REQUIREMENT 1 ::
From the earnings call transcript, quote word for word the passage starting with "And then we" and going on through "number I've mentioned.".
REQUIREMENT 2 ::
In the earnings call transcript, what percentage of free cash flow does the company say it pays out as a dividend?

DOCUMENT TEXT ::
• • •
It's very hard to work with these people. And when we then see that our new customer inflow is working without them in a good way, so we kind of, like, step back and said, "They are not yet-- they're not yet ready and not yet in a position to really negotiate any kind of deals with us." We spoke to Vonovia, we spoke to TAG, TLG, all the big ones, but we also spoke to the smaller ones. So it's a big uncertainty, and they are not... It's tough to learn that they have no CRM at all. They are, they're working still with methodology of the late eighties.
And when we ask them for addresses or campaigns that we can do with them, this always ends up with, like, big question marks in their faces. And the last question you made, you asked was on the overall kind of like the sequence or the phasing. Well, if you look at Q1 2023, you saw that we were coming from 80. We had a strong second quarter. Third quarter was the weakest. It's basically it's late summertime, no special events, and last quarter is always the best. So I think if you deploy the same algorithm here, we would expect a strong Q2 because of a couple of events in June. Also events that happen in Germany, football mainly.
And then we believe that the second half of the year, we will see the first impact of the Nebenkostenprivileg fall. People will understand that they are now, they can now move more or less overnight. And we for sure think that the second half of the year will be stronger than the first half. So, and this would then add up to the number I've mentioned.
Thank you.
The next question is coming from Adam Fox-Rumley, from HSBC.
Thank you very much. I had a question and a clarification, please. I wondered if you could talk potentially a little bit about the dividend, looking forward. You've mentioned that 2024 is a transition year. You've also highlighted how strong your balance sheet is at the moment. So in light of modest free cash flow growth expected in 2024, is there any advantage or, or is there any view within the company that potentially you should use some of that balance sheet to effectively bridge to, a, a greater, greater level of profitability and free cash flow in outer years, with the reflection on the dividend that that would have?
And then the second question I had was on slide 21. I just wanted to clarify, are you saying that you're expecting single-digit growth in EBITDA in 2025, or just saying you only need single-digit growth in 2025 to get to the 25 target? Thank you.
Yeah, thank you, Adam, for your questions. I think on a dividend side, I think we stick to what we promised during all these years, which mean that we pay out 80% of our free cash flow, and this is also what we promised today. And then, I think we can check it during the year, and definitely this is a floor. But I do not expect any changes from today's point of view in our financial policy here. On the single digit, yeah, it's a yeah, it is an interpretation question.
• • •
PROVIDED DATA ::

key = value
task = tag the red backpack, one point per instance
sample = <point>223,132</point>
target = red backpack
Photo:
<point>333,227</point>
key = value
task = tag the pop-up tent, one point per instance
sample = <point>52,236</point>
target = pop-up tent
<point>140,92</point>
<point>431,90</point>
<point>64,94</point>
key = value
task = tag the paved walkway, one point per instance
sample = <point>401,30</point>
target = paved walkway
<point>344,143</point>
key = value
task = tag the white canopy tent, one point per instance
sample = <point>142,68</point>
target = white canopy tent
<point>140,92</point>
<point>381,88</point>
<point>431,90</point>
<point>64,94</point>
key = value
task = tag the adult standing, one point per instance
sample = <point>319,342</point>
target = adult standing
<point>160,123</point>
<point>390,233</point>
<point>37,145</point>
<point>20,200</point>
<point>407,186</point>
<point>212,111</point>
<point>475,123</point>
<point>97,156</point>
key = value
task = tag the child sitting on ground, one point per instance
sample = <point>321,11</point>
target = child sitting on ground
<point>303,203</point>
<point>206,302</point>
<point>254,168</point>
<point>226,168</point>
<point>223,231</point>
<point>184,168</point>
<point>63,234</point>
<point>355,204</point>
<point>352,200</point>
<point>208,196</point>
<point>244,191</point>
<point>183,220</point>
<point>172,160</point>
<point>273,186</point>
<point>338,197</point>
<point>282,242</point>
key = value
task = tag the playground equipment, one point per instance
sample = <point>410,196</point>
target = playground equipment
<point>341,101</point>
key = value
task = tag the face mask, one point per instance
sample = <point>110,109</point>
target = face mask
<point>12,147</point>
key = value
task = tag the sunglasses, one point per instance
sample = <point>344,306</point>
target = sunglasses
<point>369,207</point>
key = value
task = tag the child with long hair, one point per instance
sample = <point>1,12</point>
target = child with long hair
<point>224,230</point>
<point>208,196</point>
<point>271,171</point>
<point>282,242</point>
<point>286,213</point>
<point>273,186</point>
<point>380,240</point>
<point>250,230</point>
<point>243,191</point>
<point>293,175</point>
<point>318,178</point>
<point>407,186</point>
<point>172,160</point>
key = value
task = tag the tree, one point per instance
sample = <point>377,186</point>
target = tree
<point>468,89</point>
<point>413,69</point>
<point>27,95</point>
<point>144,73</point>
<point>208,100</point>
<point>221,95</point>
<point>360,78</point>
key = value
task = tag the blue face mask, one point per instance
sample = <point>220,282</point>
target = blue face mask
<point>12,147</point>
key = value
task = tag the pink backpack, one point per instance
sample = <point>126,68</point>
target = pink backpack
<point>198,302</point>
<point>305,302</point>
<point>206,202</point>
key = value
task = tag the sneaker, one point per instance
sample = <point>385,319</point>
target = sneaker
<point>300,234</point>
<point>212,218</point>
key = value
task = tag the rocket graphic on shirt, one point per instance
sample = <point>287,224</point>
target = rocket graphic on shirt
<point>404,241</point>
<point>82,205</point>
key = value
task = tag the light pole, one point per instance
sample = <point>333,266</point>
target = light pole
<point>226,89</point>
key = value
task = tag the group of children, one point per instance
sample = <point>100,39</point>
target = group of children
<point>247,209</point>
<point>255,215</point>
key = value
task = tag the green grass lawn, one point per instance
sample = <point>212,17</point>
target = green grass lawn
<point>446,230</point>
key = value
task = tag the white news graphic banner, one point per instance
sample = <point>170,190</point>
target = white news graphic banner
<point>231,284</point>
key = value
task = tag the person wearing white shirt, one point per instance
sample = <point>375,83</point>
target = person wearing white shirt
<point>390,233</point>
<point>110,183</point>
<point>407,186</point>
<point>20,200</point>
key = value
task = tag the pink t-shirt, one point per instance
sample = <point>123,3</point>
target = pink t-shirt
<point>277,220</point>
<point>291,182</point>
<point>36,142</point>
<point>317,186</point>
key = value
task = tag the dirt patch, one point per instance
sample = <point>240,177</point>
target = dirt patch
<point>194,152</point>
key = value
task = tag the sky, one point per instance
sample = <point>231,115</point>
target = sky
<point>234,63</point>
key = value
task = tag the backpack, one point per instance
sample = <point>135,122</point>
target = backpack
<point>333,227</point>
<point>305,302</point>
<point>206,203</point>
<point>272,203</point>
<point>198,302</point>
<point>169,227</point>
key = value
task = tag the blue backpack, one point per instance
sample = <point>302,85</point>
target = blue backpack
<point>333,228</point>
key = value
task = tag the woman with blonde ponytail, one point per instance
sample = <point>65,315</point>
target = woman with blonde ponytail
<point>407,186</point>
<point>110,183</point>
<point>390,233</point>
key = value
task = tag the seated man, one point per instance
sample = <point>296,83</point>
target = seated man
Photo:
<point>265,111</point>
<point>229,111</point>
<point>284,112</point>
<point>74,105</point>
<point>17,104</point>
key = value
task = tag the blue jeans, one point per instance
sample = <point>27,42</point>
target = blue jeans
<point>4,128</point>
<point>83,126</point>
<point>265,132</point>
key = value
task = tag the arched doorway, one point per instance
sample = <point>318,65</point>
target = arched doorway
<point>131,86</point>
• • •
WRITTEN REPLY 1 ::
And then we believe that the second half of the year, we will see the first impact of the Nebenkostenprivileg fall. People will understand that they are now, they can now move more or less overnight. And we for sure think that the second half of the year will be stronger than the first half. So, and this would then add up to the number I've mentioned.

WRITTEN REPLY 2 ::
80% of its free cash flow.